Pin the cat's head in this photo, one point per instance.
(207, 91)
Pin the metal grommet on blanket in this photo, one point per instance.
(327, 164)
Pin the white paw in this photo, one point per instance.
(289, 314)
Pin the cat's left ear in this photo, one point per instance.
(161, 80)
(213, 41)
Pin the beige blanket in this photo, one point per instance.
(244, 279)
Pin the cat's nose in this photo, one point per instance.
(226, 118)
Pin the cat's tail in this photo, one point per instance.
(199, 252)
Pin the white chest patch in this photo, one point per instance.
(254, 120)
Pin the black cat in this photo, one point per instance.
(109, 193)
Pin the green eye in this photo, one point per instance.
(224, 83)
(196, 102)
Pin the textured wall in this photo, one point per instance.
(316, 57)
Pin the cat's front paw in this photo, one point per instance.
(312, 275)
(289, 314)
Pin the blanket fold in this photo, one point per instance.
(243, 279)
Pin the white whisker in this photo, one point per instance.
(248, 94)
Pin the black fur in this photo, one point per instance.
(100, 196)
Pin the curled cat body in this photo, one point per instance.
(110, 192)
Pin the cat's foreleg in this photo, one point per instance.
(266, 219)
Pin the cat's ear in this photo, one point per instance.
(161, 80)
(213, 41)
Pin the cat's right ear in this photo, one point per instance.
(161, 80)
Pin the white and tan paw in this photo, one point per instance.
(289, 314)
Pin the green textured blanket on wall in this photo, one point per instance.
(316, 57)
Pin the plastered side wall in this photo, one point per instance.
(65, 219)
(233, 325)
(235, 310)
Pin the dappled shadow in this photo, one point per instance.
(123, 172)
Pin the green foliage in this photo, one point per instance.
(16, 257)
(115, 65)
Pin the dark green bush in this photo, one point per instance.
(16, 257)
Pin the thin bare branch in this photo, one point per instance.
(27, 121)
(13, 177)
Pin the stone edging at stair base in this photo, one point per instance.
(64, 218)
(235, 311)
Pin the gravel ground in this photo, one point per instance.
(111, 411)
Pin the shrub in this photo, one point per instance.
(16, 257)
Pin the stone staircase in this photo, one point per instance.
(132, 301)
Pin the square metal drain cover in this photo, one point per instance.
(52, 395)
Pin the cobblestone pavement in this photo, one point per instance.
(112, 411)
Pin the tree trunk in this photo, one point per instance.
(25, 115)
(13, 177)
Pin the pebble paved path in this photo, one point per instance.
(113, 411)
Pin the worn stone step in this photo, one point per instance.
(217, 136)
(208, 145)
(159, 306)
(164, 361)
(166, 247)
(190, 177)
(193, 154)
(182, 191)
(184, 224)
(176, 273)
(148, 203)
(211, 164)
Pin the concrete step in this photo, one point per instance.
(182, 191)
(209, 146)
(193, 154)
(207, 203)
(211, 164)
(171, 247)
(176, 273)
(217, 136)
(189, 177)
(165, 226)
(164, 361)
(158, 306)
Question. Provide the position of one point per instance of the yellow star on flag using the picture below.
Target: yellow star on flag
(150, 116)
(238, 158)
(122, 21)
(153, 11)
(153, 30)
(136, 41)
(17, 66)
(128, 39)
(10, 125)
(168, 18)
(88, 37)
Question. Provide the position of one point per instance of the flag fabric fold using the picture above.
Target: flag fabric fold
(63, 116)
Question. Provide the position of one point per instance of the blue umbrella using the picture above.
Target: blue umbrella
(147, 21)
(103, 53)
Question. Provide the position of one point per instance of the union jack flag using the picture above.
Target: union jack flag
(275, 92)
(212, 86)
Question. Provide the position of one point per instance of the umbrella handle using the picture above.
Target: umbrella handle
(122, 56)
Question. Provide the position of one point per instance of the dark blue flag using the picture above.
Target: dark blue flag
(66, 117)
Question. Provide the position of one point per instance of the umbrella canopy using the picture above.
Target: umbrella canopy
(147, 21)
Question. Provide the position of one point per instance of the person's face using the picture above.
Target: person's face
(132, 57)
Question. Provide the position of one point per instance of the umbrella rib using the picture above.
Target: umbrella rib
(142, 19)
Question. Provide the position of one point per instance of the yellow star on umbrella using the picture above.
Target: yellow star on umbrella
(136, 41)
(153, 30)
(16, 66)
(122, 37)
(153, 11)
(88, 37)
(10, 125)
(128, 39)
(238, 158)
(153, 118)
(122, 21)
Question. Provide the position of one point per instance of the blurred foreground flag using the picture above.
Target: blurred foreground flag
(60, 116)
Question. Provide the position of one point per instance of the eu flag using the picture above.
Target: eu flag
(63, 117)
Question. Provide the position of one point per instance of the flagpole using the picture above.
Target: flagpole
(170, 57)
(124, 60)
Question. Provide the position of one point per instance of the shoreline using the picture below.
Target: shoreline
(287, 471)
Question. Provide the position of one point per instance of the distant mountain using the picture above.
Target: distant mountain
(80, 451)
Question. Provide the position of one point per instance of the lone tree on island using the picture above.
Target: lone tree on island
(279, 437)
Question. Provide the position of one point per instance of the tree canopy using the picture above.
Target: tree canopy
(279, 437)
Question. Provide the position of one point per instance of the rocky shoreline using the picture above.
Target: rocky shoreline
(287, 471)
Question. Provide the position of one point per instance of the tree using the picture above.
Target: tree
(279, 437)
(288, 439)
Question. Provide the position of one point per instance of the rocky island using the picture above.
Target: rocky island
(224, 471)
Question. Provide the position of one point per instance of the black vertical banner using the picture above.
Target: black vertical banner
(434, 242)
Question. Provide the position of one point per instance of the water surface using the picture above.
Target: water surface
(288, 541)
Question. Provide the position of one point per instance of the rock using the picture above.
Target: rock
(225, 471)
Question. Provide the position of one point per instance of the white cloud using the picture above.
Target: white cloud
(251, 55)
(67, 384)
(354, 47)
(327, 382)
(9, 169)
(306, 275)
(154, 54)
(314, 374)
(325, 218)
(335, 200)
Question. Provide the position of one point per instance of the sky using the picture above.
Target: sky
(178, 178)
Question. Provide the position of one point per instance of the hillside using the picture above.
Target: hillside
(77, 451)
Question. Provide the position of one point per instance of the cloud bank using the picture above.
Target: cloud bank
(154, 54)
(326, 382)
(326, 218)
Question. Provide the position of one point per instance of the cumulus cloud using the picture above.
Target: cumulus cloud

AIM OF THE EXERCISE: Lay out all the lines above as a Markdown table with two columns, Row and Line. Put the row number in Row and the line in Line, and leave out any blank lines.

RESPONSE TO THE EXERCISE:
| Row | Line |
|---|---|
| 1 | Pin the cat's head in this photo, one point per instance. |
| 2 | (207, 91) |
| 3 | Pin the metal grommet on blanket in this photo, one point per instance. |
| 4 | (327, 164) |
| 5 | Pin the white paw in this photo, one point per instance. |
| 6 | (289, 314) |
| 7 | Pin the cat's left ear in this photo, one point per instance. |
| 8 | (161, 80) |
| 9 | (213, 41) |
| 10 | Pin the beige blanket in this photo, one point per instance. |
| 11 | (244, 279) |
| 12 | Pin the cat's nose in this photo, one point per instance. |
| 13 | (226, 118) |
| 14 | Pin the cat's tail in this photo, one point per instance. |
| 15 | (199, 252) |
| 16 | Pin the white chest patch in this photo, one point per instance. |
| 17 | (254, 120) |
| 18 | Pin the black cat in this photo, one point per instance. |
| 19 | (109, 193) |
| 20 | Pin the green eye in this photo, one point per instance. |
| 21 | (224, 83) |
| 22 | (196, 102) |
| 23 | Pin the textured wall in this photo, one point per instance. |
| 24 | (316, 57) |
| 25 | Pin the cat's front paw in this photo, one point per instance. |
| 26 | (312, 275) |
| 27 | (289, 314) |
| 28 | Pin the blanket fold in this photo, one point per instance. |
| 29 | (243, 279) |
| 30 | Pin the white whisker in this photo, one point per instance. |
| 31 | (248, 94) |
| 32 | Pin the black fur in this photo, one point per instance. |
| 33 | (100, 196) |
| 34 | Pin the curled cat body in this photo, one point per instance. |
| 35 | (110, 192) |
| 36 | Pin the cat's foreleg in this photo, one point per instance. |
| 37 | (266, 219) |
| 38 | Pin the cat's ear in this photo, one point per instance. |
| 39 | (161, 80) |
| 40 | (213, 41) |
| 41 | Pin the cat's right ear in this photo, one point per instance. |
| 42 | (161, 80) |
| 43 | Pin the white and tan paw in this photo, one point per instance. |
| 44 | (289, 314) |
| 45 | Pin the green textured blanket on wall in this photo, one point per instance. |
| 46 | (316, 57) |
| 47 | Pin the plastered side wall in this photo, one point per instance. |
| 48 | (65, 219) |
| 49 | (233, 325) |
| 50 | (235, 310) |
| 51 | Pin the dappled shadow in this photo, one point per instance. |
| 52 | (123, 172) |
| 53 | Pin the green foliage in this photo, one point per instance. |
| 54 | (16, 257) |
| 55 | (115, 65) |
| 56 | Pin the dark green bush in this photo, one point per instance. |
| 57 | (16, 257) |
| 58 | Pin the thin bare branch in this photo, one point per instance. |
| 59 | (27, 121) |
| 60 | (13, 177) |
| 61 | Pin the stone edging at stair base in this photo, one point per instance. |
| 62 | (64, 218) |
| 63 | (235, 311) |
| 64 | Pin the gravel ground in this photo, one point per instance. |
| 65 | (111, 411) |
| 66 | Pin the shrub in this photo, one point per instance. |
| 67 | (16, 257) |
| 68 | Pin the stone staircase in this photo, one point per instance. |
| 69 | (132, 301) |
| 70 | Pin the square metal drain cover in this photo, one point per instance. |
| 71 | (52, 395) |
| 72 | Pin the cobblestone pavement in this photo, one point per instance. |
| 73 | (112, 411) |
| 74 | Pin the tree trunk in this photo, one point per instance. |
| 75 | (25, 115) |
| 76 | (13, 177) |
| 77 | Pin the pebble paved path in this photo, one point per instance. |
| 78 | (113, 411) |
| 79 | Pin the worn stone step in this photo, one point per instance. |
| 80 | (217, 136) |
| 81 | (208, 145) |
| 82 | (159, 306) |
| 83 | (164, 361) |
| 84 | (166, 247) |
| 85 | (190, 177) |
| 86 | (193, 154) |
| 87 | (182, 191) |
| 88 | (184, 224) |
| 89 | (176, 273) |
| 90 | (148, 203) |
| 91 | (211, 164) |
| 92 | Pin the concrete step in this photo, one point per instance. |
| 93 | (182, 191) |
| 94 | (209, 146) |
| 95 | (193, 154) |
| 96 | (207, 203) |
| 97 | (211, 164) |
| 98 | (171, 247) |
| 99 | (176, 273) |
| 100 | (217, 136) |
| 101 | (189, 177) |
| 102 | (165, 226) |
| 103 | (164, 361) |
| 104 | (158, 306) |
| 105 | Question. Provide the position of one point per instance of the yellow star on flag using the picture below. |
| 106 | Target: yellow star on flag |
| 107 | (150, 116) |
| 108 | (238, 158) |
| 109 | (122, 21) |
| 110 | (153, 11) |
| 111 | (153, 30) |
| 112 | (136, 41) |
| 113 | (17, 66) |
| 114 | (128, 39) |
| 115 | (10, 125) |
| 116 | (168, 18) |
| 117 | (88, 37) |
| 118 | Question. Provide the position of one point per instance of the flag fabric fold using the picture above. |
| 119 | Target: flag fabric fold |
| 120 | (63, 116) |
| 121 | Question. Provide the position of one point per instance of the blue umbrella using the picture above. |
| 122 | Target: blue umbrella |
| 123 | (147, 21) |
| 124 | (103, 53) |
| 125 | Question. Provide the position of one point per instance of the union jack flag using the picture above. |
| 126 | Target: union jack flag |
| 127 | (275, 92) |
| 128 | (212, 86) |
| 129 | Question. Provide the position of one point per instance of the umbrella handle using the picture above. |
| 130 | Target: umbrella handle |
| 131 | (122, 56) |
| 132 | Question. Provide the position of one point per instance of the dark blue flag using the picture above. |
| 133 | Target: dark blue flag |
| 134 | (66, 117) |
| 135 | Question. Provide the position of one point per instance of the umbrella canopy using the picture above. |
| 136 | Target: umbrella canopy |
| 137 | (147, 21) |
| 138 | Question. Provide the position of one point per instance of the person's face using the picture above. |
| 139 | Target: person's face |
| 140 | (132, 57) |
| 141 | Question. Provide the position of one point per instance of the umbrella rib using the picture above. |
| 142 | Target: umbrella rib |
| 143 | (142, 19) |
| 144 | Question. Provide the position of one point per instance of the yellow star on umbrella using the picture above. |
| 145 | Target: yellow star on umbrella |
| 146 | (136, 41) |
| 147 | (153, 30) |
| 148 | (16, 66) |
| 149 | (122, 37) |
| 150 | (153, 11) |
| 151 | (88, 37) |
| 152 | (10, 125) |
| 153 | (128, 39) |
| 154 | (238, 158) |
| 155 | (153, 118) |
| 156 | (122, 21) |
| 157 | Question. Provide the position of one point per instance of the blurred foreground flag using the picture above. |
| 158 | Target: blurred foreground flag |
| 159 | (60, 116) |
| 160 | Question. Provide the position of one point per instance of the eu flag using the picture above. |
| 161 | Target: eu flag |
| 162 | (63, 117) |
| 163 | Question. Provide the position of one point per instance of the flagpole using the picture above. |
| 164 | Target: flagpole |
| 165 | (170, 57) |
| 166 | (124, 60) |
| 167 | Question. Provide the position of one point per instance of the shoreline using the picture below. |
| 168 | Target: shoreline |
| 169 | (287, 471) |
| 170 | Question. Provide the position of one point per instance of the distant mountain using the picture above. |
| 171 | Target: distant mountain |
| 172 | (80, 451) |
| 173 | Question. Provide the position of one point per instance of the lone tree on island using the picture above. |
| 174 | Target: lone tree on island |
| 175 | (279, 437) |
| 176 | Question. Provide the position of one point per instance of the tree canopy using the picture above. |
| 177 | Target: tree canopy |
| 178 | (279, 437) |
| 179 | Question. Provide the position of one point per instance of the rocky shoreline using the picture above. |
| 180 | Target: rocky shoreline |
| 181 | (287, 471) |
| 182 | Question. Provide the position of one point per instance of the tree using the picture above. |
| 183 | Target: tree |
| 184 | (279, 437) |
| 185 | (288, 439) |
| 186 | Question. Provide the position of one point per instance of the rocky island using the picture above. |
| 187 | Target: rocky island |
| 188 | (224, 471) |
| 189 | Question. Provide the position of one point per instance of the black vertical banner using the picture above. |
| 190 | Target: black vertical banner |
| 191 | (434, 242) |
| 192 | Question. Provide the position of one point per instance of the water surface using the picture above. |
| 193 | Target: water surface |
| 194 | (288, 541) |
| 195 | Question. Provide the position of one point per instance of the rock using the picture above. |
| 196 | Target: rock |
| 197 | (225, 471) |
| 198 | Question. Provide the position of one point per instance of the white cloud using the picture above. |
| 199 | Target: white cloud |
| 200 | (251, 55) |
| 201 | (67, 384) |
| 202 | (354, 47) |
| 203 | (327, 382) |
| 204 | (9, 169) |
| 205 | (306, 275) |
| 206 | (154, 54) |
| 207 | (314, 374) |
| 208 | (325, 218) |
| 209 | (335, 200) |
| 210 | Question. Provide the position of one point per instance of the sky using the picture above. |
| 211 | Target: sky |
| 212 | (178, 178) |
| 213 | Question. Provide the position of one point per instance of the hillside using the picture above. |
| 214 | Target: hillside |
| 215 | (77, 451) |
| 216 | Question. Provide the position of one point per instance of the cloud bank using the picture above. |
| 217 | Target: cloud bank |
| 218 | (154, 54) |
| 219 | (326, 382) |
| 220 | (326, 218) |
| 221 | Question. Provide the position of one point per instance of the cumulus cloud using the picture above. |
| 222 | Target: cumulus cloud |